#### [EXCERPT TO READ]
==*==

The person step estimates \(\theta_j\) for each examinee using Newton-Raphson, holding item parameters fixed. This is the same procedure from the person parameter estimation module. The function works for both Rasch and 2PL — for Rasch, we simply pass a = rep(1, J).

# Newton-Raphson for a single person's theta
estimate_theta_j <- function(u, d, a, theta_init = 0,
                              max_iter = 25, tol = 0.001) {
  theta <- theta_init

  for (iter in 1:max_iter) {
    P <- P_icc(theta, d, a)
    Q <- 1 - P

    # Score function: sum of a_i * (u_i - P_i)
    score <- sum(a * (u - P))

    # Fisher information: sum of a_i^2 * P_i * Q_i
    info <- sum(a^2 * P * Q)

    if (info < 1e-10) break

    delta <- score / info
    theta <- theta + delta

    if (abs(delta) < tol) break

    # Bound theta to prevent divergence
    theta <- max(min(theta, 5), -5)
  }

  return(theta)
}

Handling extreme scores: Examinees with perfect scores (all correct) or zero scores (all incorrect) have no finite MLE, just as we saw in the person parameter estimation module. We handle these by assigning boundary values.

# Initialize item parameters: d = 0, a = 1 for all items (Rasch)
d_est <- rep(0, n_items)
a_est <- rep(1, n_items)

# Identify extreme scores
raw_scores <- rowSums(resp_matrix)
is_extreme <- raw_scores == 0 | raw_scores == n_items

cat("Perfect scores (all correct):", sum(raw_scores == n_items), "examinees\n")

==*==

#### [PROVIDED MATERIAL]
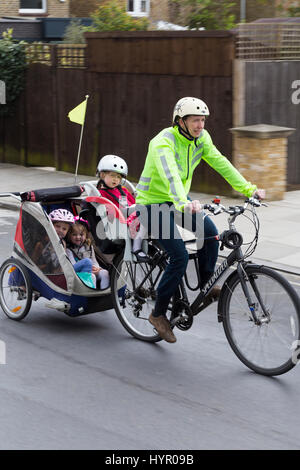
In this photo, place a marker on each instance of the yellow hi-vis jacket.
(170, 164)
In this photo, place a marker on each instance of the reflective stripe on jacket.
(170, 163)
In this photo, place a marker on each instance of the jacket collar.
(185, 139)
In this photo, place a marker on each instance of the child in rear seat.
(79, 249)
(111, 169)
(63, 220)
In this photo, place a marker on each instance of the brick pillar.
(260, 154)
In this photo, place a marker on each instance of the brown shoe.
(163, 328)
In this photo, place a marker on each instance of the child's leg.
(103, 277)
(83, 266)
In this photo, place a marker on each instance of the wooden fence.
(133, 79)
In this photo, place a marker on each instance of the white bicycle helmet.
(112, 163)
(61, 215)
(189, 106)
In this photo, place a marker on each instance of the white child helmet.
(61, 215)
(112, 163)
(189, 106)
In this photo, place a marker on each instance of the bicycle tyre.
(269, 348)
(133, 313)
(14, 300)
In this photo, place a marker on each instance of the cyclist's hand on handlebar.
(193, 206)
(259, 193)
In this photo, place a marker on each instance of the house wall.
(54, 8)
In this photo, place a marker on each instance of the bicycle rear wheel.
(133, 289)
(267, 346)
(15, 289)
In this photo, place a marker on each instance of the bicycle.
(258, 307)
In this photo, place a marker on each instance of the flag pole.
(80, 140)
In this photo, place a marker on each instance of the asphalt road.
(85, 383)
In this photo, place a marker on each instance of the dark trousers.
(178, 260)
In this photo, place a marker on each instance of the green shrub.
(12, 70)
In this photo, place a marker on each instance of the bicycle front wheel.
(266, 341)
(133, 288)
(15, 289)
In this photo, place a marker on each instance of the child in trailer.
(111, 169)
(63, 220)
(80, 249)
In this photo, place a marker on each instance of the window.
(33, 6)
(138, 7)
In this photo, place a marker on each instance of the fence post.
(260, 154)
(55, 105)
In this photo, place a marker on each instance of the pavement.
(279, 236)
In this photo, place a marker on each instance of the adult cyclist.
(172, 157)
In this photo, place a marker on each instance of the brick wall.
(9, 7)
(83, 8)
(58, 9)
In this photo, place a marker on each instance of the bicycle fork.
(251, 304)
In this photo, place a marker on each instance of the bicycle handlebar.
(217, 208)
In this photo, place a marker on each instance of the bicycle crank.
(182, 317)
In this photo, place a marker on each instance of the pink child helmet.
(61, 215)
(82, 221)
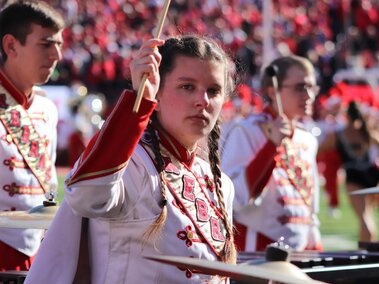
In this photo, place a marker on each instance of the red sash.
(296, 169)
(21, 130)
(191, 198)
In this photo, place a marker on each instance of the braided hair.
(205, 49)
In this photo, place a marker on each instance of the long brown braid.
(230, 254)
(206, 49)
(156, 227)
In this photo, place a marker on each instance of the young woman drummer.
(141, 182)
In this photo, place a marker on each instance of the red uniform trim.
(12, 259)
(110, 149)
(259, 171)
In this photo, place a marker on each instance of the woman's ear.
(9, 45)
(158, 106)
(270, 92)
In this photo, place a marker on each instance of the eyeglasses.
(301, 87)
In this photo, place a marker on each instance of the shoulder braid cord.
(230, 254)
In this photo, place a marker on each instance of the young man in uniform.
(30, 43)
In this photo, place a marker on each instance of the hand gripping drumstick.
(158, 31)
(272, 71)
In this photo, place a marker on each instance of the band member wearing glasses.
(271, 159)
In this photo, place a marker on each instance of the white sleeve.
(241, 146)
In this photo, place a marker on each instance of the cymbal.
(38, 217)
(370, 190)
(281, 271)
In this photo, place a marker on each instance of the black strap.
(83, 269)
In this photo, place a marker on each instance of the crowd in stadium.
(102, 35)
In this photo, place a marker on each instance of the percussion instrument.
(277, 270)
(38, 217)
(360, 266)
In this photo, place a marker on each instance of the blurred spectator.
(327, 119)
(359, 153)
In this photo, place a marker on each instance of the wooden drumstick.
(158, 32)
(272, 71)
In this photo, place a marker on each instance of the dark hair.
(198, 47)
(281, 66)
(18, 16)
(205, 49)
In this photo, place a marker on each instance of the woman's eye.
(214, 91)
(187, 87)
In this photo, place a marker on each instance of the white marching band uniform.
(284, 199)
(22, 185)
(117, 185)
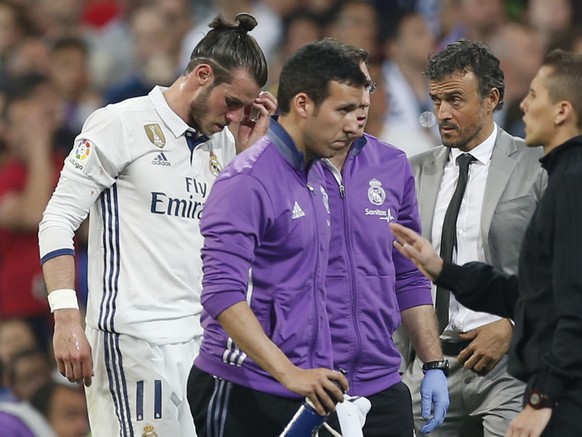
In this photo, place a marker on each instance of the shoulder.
(257, 158)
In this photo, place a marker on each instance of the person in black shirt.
(545, 298)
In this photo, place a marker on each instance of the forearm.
(421, 325)
(242, 326)
(481, 287)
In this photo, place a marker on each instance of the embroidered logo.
(83, 150)
(297, 211)
(80, 155)
(161, 160)
(376, 193)
(148, 431)
(155, 135)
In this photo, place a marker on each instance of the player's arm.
(90, 168)
(71, 348)
(243, 327)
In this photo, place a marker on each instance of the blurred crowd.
(62, 59)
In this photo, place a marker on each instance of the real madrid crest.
(214, 164)
(376, 193)
(155, 135)
(148, 431)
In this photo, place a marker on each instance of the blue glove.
(433, 390)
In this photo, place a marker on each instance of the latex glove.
(433, 390)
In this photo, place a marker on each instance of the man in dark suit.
(503, 183)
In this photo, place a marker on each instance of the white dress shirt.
(469, 242)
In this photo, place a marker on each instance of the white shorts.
(139, 389)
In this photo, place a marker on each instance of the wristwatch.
(538, 400)
(440, 365)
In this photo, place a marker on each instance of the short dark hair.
(565, 79)
(463, 56)
(228, 47)
(313, 67)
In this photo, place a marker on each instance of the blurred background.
(62, 59)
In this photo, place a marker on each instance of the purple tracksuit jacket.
(368, 282)
(266, 214)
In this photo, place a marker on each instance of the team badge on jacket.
(376, 193)
(148, 431)
(155, 135)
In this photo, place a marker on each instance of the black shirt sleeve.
(481, 287)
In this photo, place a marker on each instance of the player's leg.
(138, 388)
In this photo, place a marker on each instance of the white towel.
(351, 414)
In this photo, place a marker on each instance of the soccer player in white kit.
(143, 169)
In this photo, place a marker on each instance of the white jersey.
(133, 169)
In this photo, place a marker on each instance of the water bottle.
(306, 422)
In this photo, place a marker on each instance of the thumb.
(469, 335)
(425, 405)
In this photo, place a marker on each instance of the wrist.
(63, 299)
(442, 365)
(538, 400)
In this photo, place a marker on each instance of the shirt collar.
(482, 152)
(177, 126)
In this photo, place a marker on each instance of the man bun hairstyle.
(228, 47)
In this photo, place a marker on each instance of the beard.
(465, 135)
(198, 110)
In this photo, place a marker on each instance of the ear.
(564, 113)
(493, 99)
(203, 74)
(302, 105)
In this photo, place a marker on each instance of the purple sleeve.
(235, 218)
(12, 426)
(412, 287)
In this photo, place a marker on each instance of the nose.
(522, 105)
(443, 111)
(353, 123)
(235, 115)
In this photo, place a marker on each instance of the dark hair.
(228, 47)
(463, 56)
(565, 79)
(313, 67)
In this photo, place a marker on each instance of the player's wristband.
(65, 298)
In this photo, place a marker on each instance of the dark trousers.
(223, 409)
(565, 420)
(390, 415)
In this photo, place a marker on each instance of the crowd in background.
(62, 59)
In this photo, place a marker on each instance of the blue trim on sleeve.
(56, 253)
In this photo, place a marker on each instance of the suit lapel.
(429, 181)
(499, 173)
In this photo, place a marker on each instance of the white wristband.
(63, 299)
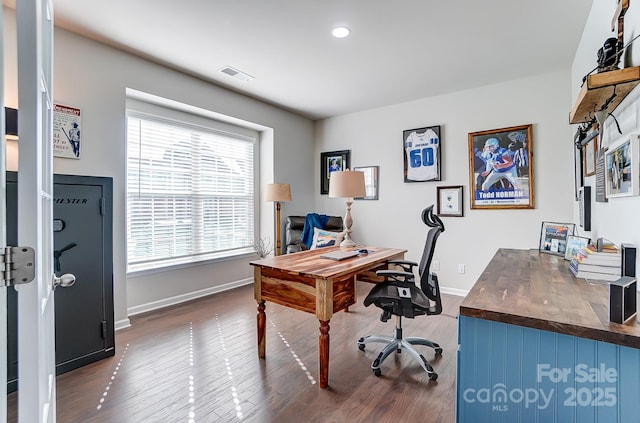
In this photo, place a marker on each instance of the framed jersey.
(501, 168)
(421, 154)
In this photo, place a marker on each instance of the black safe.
(83, 246)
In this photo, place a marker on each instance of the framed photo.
(450, 201)
(621, 167)
(575, 244)
(584, 205)
(330, 162)
(501, 168)
(370, 182)
(578, 170)
(422, 154)
(553, 237)
(590, 153)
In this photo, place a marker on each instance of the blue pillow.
(322, 238)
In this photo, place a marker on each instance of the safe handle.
(64, 281)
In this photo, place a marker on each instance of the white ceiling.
(398, 51)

==*==

#### [GOAL]
Retype the Newton-Raphson theta estimation excerpt from "# Newton-Raphson for" to "P_icc(theta, d, a)".

#### [FINISHED TASK]
# Newton-Raphson for a single person's theta
estimate_theta_j <- function(u, d, a, theta_init = 0,
                              max_iter = 25, tol = 0.001) {
  theta <- theta_init

  for (iter in 1:max_iter) {
    P <- P_icc(theta, d, a)